Begin LISTED ENTRIES

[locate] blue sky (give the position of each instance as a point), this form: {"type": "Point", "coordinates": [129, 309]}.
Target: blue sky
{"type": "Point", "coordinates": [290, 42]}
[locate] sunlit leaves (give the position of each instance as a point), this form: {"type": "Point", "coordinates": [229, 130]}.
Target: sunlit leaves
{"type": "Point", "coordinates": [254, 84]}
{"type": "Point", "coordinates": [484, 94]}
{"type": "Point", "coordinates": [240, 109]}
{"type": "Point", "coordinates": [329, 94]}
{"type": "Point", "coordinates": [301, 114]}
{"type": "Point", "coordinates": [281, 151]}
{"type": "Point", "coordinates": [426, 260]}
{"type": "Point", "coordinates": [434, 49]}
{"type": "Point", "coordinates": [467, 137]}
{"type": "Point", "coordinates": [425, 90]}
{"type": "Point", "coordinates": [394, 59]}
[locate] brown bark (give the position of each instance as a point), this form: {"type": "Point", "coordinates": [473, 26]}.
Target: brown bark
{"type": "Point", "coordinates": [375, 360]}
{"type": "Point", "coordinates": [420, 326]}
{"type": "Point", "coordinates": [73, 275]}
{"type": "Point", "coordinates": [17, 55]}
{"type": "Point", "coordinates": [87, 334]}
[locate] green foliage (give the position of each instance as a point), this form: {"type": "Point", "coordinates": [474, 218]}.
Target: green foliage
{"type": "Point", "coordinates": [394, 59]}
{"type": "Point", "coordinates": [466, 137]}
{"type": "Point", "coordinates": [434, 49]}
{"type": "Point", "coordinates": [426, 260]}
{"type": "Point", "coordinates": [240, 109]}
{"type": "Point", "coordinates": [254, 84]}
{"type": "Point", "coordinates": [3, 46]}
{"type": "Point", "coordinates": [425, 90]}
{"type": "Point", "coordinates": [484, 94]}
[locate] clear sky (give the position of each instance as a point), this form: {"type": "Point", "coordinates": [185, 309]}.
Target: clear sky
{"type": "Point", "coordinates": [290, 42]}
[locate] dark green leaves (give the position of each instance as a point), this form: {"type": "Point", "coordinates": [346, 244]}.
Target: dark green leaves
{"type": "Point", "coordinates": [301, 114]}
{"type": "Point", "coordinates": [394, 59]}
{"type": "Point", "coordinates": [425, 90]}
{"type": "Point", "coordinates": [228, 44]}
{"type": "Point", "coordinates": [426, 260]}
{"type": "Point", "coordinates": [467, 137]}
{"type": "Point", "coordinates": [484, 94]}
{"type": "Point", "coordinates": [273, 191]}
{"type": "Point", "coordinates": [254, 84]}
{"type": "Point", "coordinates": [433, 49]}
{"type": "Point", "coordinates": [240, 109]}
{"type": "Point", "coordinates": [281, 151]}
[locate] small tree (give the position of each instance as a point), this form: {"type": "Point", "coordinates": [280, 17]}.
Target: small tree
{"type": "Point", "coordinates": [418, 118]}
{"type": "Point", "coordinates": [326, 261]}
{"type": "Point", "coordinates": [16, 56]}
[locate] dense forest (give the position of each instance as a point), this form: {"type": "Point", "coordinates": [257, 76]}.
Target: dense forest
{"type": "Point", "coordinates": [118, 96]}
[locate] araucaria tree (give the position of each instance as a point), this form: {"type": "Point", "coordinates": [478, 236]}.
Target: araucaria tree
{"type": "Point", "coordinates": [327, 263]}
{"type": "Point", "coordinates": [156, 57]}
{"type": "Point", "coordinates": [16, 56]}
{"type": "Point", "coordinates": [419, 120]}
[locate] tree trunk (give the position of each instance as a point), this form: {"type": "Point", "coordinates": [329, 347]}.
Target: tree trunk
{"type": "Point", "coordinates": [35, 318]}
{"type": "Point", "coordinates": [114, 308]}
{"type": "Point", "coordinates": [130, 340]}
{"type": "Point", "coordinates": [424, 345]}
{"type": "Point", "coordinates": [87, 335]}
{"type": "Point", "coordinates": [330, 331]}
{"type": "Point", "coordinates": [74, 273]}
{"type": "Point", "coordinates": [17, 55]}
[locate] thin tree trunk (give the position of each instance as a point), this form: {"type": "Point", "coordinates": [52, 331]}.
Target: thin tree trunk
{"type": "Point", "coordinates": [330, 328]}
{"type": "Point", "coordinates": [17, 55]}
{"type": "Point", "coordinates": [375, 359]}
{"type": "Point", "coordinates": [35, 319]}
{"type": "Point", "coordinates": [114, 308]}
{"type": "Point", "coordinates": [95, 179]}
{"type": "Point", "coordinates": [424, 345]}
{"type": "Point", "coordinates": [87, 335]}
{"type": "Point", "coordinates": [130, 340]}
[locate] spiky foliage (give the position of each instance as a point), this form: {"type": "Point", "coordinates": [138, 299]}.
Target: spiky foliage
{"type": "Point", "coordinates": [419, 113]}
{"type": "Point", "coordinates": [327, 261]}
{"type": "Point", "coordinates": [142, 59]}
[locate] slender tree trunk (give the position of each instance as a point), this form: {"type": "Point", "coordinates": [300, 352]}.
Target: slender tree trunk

End LISTED ENTRIES
Begin LISTED ENTRIES

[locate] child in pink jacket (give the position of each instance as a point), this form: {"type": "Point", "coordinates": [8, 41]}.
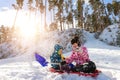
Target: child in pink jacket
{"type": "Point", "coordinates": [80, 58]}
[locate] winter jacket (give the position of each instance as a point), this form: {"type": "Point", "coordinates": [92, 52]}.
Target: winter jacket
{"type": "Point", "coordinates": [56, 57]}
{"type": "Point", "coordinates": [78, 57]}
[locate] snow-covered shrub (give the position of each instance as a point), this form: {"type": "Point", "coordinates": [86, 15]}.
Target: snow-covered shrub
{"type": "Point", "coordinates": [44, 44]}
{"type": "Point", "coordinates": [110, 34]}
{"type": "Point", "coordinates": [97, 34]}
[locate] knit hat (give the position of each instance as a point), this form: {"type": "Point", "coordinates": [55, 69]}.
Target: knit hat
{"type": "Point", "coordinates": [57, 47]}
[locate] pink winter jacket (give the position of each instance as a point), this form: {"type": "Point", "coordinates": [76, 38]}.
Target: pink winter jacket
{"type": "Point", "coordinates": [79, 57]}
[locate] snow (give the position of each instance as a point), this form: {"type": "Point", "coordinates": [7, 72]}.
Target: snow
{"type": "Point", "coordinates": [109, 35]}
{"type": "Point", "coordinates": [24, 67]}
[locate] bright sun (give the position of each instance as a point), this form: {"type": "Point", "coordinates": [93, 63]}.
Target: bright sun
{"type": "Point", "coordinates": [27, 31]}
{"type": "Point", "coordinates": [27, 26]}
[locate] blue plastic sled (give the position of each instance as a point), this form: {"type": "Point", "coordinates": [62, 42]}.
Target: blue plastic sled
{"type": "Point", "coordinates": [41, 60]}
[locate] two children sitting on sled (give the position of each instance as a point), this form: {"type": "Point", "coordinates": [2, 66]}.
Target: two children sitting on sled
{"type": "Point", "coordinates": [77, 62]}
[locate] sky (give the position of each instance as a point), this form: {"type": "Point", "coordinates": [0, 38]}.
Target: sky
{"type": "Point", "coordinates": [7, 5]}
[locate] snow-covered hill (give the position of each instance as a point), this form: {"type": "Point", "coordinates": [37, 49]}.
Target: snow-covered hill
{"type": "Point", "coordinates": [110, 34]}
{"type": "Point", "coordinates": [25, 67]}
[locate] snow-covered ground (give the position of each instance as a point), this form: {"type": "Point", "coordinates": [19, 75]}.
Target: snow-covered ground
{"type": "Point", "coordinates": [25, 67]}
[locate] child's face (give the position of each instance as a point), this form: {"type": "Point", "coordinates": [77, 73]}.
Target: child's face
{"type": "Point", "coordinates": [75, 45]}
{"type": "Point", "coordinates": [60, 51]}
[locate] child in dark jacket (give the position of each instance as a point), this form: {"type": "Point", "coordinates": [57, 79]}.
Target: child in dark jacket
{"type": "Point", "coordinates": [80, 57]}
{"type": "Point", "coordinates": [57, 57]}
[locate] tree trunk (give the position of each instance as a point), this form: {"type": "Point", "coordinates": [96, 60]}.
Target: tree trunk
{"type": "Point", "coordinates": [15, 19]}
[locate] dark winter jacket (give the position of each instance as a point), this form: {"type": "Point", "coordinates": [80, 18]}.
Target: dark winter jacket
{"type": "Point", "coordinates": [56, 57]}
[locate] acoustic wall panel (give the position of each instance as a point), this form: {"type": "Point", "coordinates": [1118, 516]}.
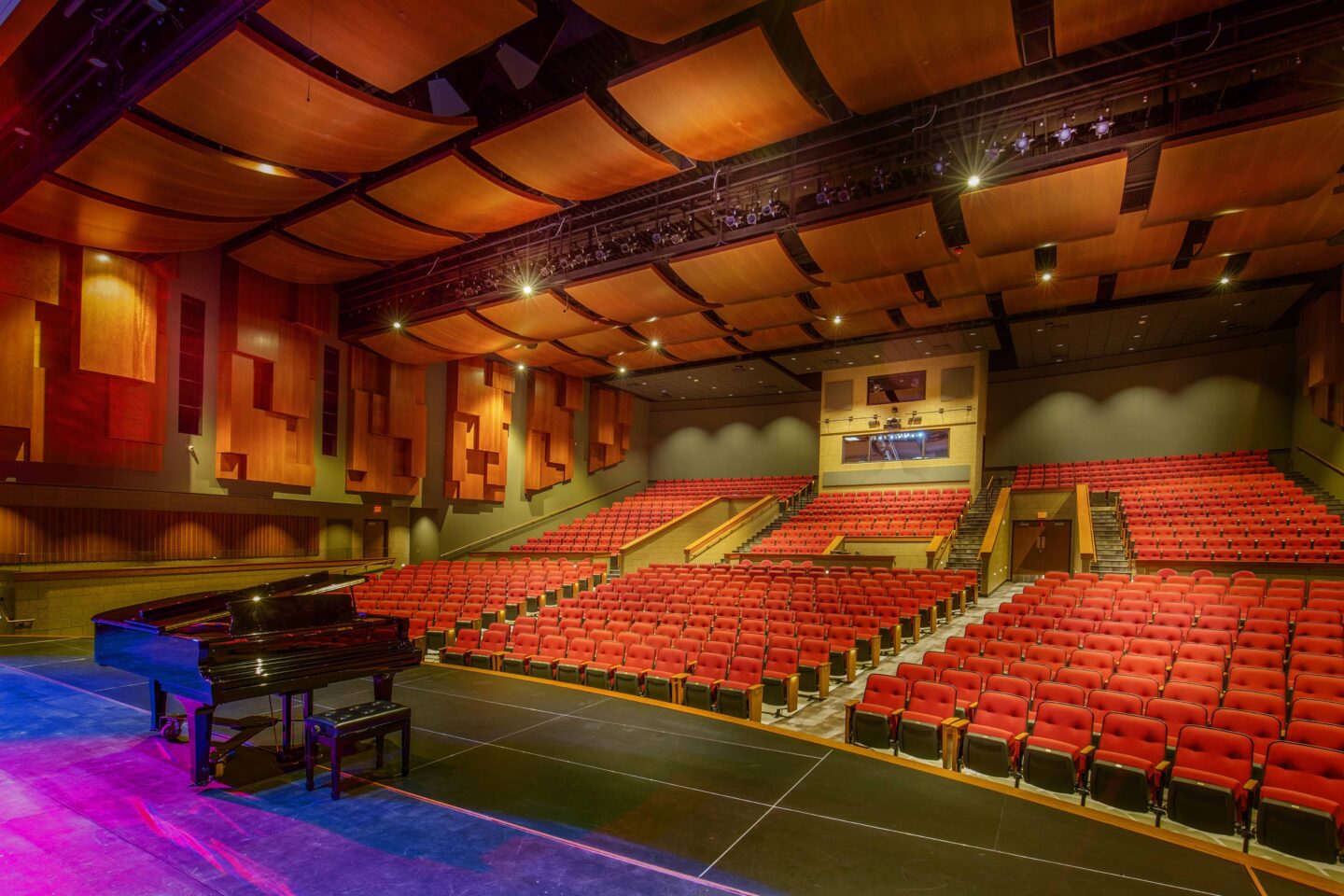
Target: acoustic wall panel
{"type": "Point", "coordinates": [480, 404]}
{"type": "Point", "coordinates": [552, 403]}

End LISTED ENTRIES

*GIVEN PROBLEM*:
Reproduce the records above without any change, beginning at the line that contains "[locate] dense forest" and stopping after the line that contains "Target: slender tree trunk".

*REPLY*:
[locate] dense forest (give the position of each instance as a point), this form: {"type": "Point", "coordinates": [257, 76]}.
Target: dense forest
{"type": "Point", "coordinates": [118, 96]}
[locate] araucaria tree (give the position of each instance as a point), this form: {"type": "Point", "coordinates": [478, 236]}.
Target: araucaria tree
{"type": "Point", "coordinates": [327, 263]}
{"type": "Point", "coordinates": [156, 57]}
{"type": "Point", "coordinates": [16, 56]}
{"type": "Point", "coordinates": [419, 120]}
[locate] tree trunk (give the position of each instance as a point), this form: {"type": "Point", "coordinates": [329, 347]}.
Target: tree trunk
{"type": "Point", "coordinates": [35, 318]}
{"type": "Point", "coordinates": [114, 308]}
{"type": "Point", "coordinates": [130, 340]}
{"type": "Point", "coordinates": [424, 345]}
{"type": "Point", "coordinates": [87, 335]}
{"type": "Point", "coordinates": [330, 331]}
{"type": "Point", "coordinates": [74, 273]}
{"type": "Point", "coordinates": [17, 55]}
[locate] thin tree trunk (give the position of each instance as a point), this form: {"type": "Point", "coordinates": [52, 331]}.
Target: thin tree trunk
{"type": "Point", "coordinates": [330, 328]}
{"type": "Point", "coordinates": [17, 55]}
{"type": "Point", "coordinates": [375, 359]}
{"type": "Point", "coordinates": [35, 319]}
{"type": "Point", "coordinates": [114, 308]}
{"type": "Point", "coordinates": [95, 179]}
{"type": "Point", "coordinates": [424, 345]}
{"type": "Point", "coordinates": [87, 335]}
{"type": "Point", "coordinates": [130, 340]}
[locate] spiky foliage (give the position of each instance as a point), this form: {"type": "Point", "coordinates": [138, 299]}.
Target: spiky foliage
{"type": "Point", "coordinates": [419, 113]}
{"type": "Point", "coordinates": [327, 261]}
{"type": "Point", "coordinates": [142, 59]}
[locate] slender tree trunk (give the position of each instance as a point), this form: {"type": "Point", "coordinates": [300, 352]}.
Target: slender tree trunk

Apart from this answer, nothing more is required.